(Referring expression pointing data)
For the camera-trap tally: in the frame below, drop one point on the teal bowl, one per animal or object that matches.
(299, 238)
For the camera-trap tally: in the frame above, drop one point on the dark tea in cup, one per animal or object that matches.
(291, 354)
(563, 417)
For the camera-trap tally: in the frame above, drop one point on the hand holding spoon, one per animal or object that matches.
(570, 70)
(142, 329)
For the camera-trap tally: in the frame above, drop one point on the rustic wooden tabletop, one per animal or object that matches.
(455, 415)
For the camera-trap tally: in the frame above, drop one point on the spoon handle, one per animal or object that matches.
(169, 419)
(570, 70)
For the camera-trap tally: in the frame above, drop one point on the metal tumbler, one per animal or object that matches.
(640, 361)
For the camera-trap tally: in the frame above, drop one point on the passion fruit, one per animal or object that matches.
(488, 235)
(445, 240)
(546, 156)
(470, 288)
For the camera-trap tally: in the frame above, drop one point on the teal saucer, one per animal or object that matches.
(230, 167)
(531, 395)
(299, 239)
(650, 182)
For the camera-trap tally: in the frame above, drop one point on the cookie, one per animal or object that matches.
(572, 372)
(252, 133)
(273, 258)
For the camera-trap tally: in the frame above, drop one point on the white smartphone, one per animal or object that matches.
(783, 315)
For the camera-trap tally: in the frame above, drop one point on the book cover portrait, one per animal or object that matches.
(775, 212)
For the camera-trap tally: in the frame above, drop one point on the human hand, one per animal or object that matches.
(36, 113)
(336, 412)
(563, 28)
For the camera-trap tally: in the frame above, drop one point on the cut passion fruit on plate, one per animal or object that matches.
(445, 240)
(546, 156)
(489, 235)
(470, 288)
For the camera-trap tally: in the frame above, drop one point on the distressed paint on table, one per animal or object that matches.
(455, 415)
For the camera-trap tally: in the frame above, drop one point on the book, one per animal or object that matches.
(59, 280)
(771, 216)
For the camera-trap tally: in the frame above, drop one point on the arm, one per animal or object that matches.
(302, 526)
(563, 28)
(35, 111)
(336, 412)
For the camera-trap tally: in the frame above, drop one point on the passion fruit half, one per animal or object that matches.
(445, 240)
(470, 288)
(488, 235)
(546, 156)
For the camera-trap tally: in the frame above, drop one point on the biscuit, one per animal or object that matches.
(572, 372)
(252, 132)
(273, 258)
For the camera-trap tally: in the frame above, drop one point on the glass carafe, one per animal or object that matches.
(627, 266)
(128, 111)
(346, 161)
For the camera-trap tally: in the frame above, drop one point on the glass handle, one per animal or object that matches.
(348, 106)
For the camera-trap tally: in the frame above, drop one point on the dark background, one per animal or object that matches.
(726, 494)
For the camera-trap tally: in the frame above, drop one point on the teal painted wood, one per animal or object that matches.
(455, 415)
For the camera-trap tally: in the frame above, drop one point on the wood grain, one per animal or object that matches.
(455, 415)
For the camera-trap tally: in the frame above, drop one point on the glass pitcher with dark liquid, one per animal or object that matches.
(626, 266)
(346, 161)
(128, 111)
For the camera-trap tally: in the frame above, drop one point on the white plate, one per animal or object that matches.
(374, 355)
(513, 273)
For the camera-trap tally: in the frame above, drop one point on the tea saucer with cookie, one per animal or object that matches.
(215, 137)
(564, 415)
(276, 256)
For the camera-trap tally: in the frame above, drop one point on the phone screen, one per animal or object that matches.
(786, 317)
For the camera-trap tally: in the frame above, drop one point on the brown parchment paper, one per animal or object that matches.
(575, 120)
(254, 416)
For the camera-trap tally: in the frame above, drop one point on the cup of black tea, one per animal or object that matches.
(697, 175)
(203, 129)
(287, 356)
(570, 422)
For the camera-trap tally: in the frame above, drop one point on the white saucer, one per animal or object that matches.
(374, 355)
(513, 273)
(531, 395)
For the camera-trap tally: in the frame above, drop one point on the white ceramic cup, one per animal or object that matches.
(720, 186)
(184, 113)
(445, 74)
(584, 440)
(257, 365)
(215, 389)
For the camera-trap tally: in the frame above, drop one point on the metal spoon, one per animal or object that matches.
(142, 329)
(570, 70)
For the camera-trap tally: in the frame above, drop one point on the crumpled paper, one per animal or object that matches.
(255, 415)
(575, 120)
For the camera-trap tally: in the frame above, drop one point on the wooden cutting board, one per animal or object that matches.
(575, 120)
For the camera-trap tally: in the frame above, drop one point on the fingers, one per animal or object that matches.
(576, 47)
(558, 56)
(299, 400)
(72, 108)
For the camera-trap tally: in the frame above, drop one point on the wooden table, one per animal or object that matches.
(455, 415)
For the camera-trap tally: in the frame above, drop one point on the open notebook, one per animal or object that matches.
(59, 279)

Problem description: Retype each record. Keep every character as it is.

Solution to this task:
For the camera-trap tally: in the frame below, drop one point on the teal bowl, one per animal or object that matches.
(299, 238)
For the camera-trap tally: in the frame above, drop one point on the dark tea in cup, one per animal or object that matches.
(291, 354)
(563, 417)
For the camera-trap tally: in the frame above, drop one point on the hand holding spoon, one per animal or object that matches.
(570, 70)
(142, 329)
For the camera-trap tally: in the frame above, drop one point on the rustic wooden tabletop, one per animal or object that matches.
(455, 415)
For the camera-trap tally: in the frame above, drop one point on the spoon handle, one per animal or object that matches.
(169, 419)
(570, 70)
For the camera-trap tally: in the frame above, drop one point on the metal tumbler, one per animal or object that matches.
(640, 361)
For the camera-trap tally: in the frame above, drop one point on the passion fruit, one per animal or object that matches.
(488, 235)
(445, 240)
(546, 156)
(470, 288)
For the camera-trap tally: in the frame above, drop one point on the teal saucer, one per animal or object that matches.
(230, 167)
(531, 395)
(299, 239)
(650, 182)
For the camera-trap tally: in the frame above, drop one point on the cookie, one per animal or object that matches.
(572, 372)
(252, 133)
(273, 258)
For the camera-trap tally: in the frame above, drop one point on the white smartphone, one per animal or object that matches.
(783, 315)
For the camera-trap tally: in the frame above, drop one point on the book cover portrait, one per animal or object that matches.
(775, 212)
For the camera-trap tally: in the frame above, drop one point on the human hand, one per animal or object that matches.
(36, 113)
(336, 412)
(563, 28)
For the camera-trap tally: in the frame above, drop one point on the cut passion fruit on plate, one per animal or object that matches.
(445, 240)
(546, 156)
(489, 235)
(470, 288)
For the camera-trap tally: in the frame above, drop one point on the distressed paint on table, one per animal or object that matches.
(455, 415)
For the camera-trap tally: in the frame above, drop one point on the book, one per animal or object that matches.
(59, 280)
(771, 216)
For the camera-trap tally: in the frame above, drop one point on the arm, one per animal or object that matches.
(302, 526)
(563, 28)
(35, 111)
(336, 412)
For the camera-trap tally: in the frame above, drop one point on the passion fruit half, one per animal or object that matches.
(445, 240)
(470, 288)
(488, 235)
(546, 156)
For the camera-trap tally: in the frame above, drop one point on the biscuit, one per animal or object that matches.
(572, 372)
(252, 132)
(273, 258)
For the camera-trap tally: in the frame above, drop one point on the glass carafe, one per animal or object that matches.
(627, 266)
(128, 111)
(346, 161)
For the camera-trap tally: in the frame above, drop one point on the glass handle, one per animal or object that matches.
(348, 106)
For the camera-trap tally: in the frame above, drop one point on the dark background, one per animal or object that matches.
(726, 494)
For the camera-trap tally: in the frame above, drop one point on the teal painted wood, one per animal or object that matches.
(455, 415)
For the camera-trap tally: in the frame above, drop one point on the wood grain, one per animal or object that matches.
(455, 415)
For the camera-trap tally: in the frame above, drop one point on the glass pitcher with dark liquid, one per animal or object that matches.
(626, 266)
(346, 161)
(128, 111)
For the camera-trap tally: in the frame above, drop one point on the white plate, one per animal or object that matches.
(374, 355)
(513, 273)
For the camera-trap tally: in the frame above, drop one point on the tea saucer with cookie, one per animal or object that matches.
(215, 137)
(564, 415)
(276, 256)
For the camera-trap tally: in the frame above, drop one point on the phone screen, one per animal or object that matches.
(786, 317)
For the camera-trap tally: in the frame above, drop one point on the brown parchment paper, one per animal or object that matches.
(575, 120)
(254, 416)
For the camera-trap tally: in the frame above, drop one point on the cup of black tea, one per animal or object that matches.
(697, 175)
(203, 129)
(287, 356)
(570, 422)
For the camera-trap tally: in the frame above, drop one point on the white saucer, one per animal or object that matches.
(374, 355)
(513, 273)
(531, 395)
For the camera-trap tally: in the frame above, drop one point on the white ceramic cup, one per animal or object that matches.
(720, 186)
(184, 113)
(445, 74)
(584, 440)
(257, 365)
(215, 389)
For the camera-trap tally: in the frame above, drop one point on the metal spoon, one per animal or object that matches.
(142, 329)
(570, 70)
For the camera-trap tally: in the frame above, drop one point on the crumpled paper, one per animal or object that matches.
(255, 415)
(575, 120)
For the camera-trap tally: in the frame above, drop one point on the wooden cutting board, one per animal or object that matches.
(575, 120)
For the camera-trap tally: in the frame above, drop one point on the fingers, one per animal or object that matches.
(576, 47)
(558, 56)
(299, 400)
(72, 108)
For the camera-trap tally: in the frame above, drop one point on the wooden table, one per animal or object that matches.
(455, 415)
For the camera-trap tally: in the frame above, drop one point on the open notebook, one per animal or object that matches.
(59, 279)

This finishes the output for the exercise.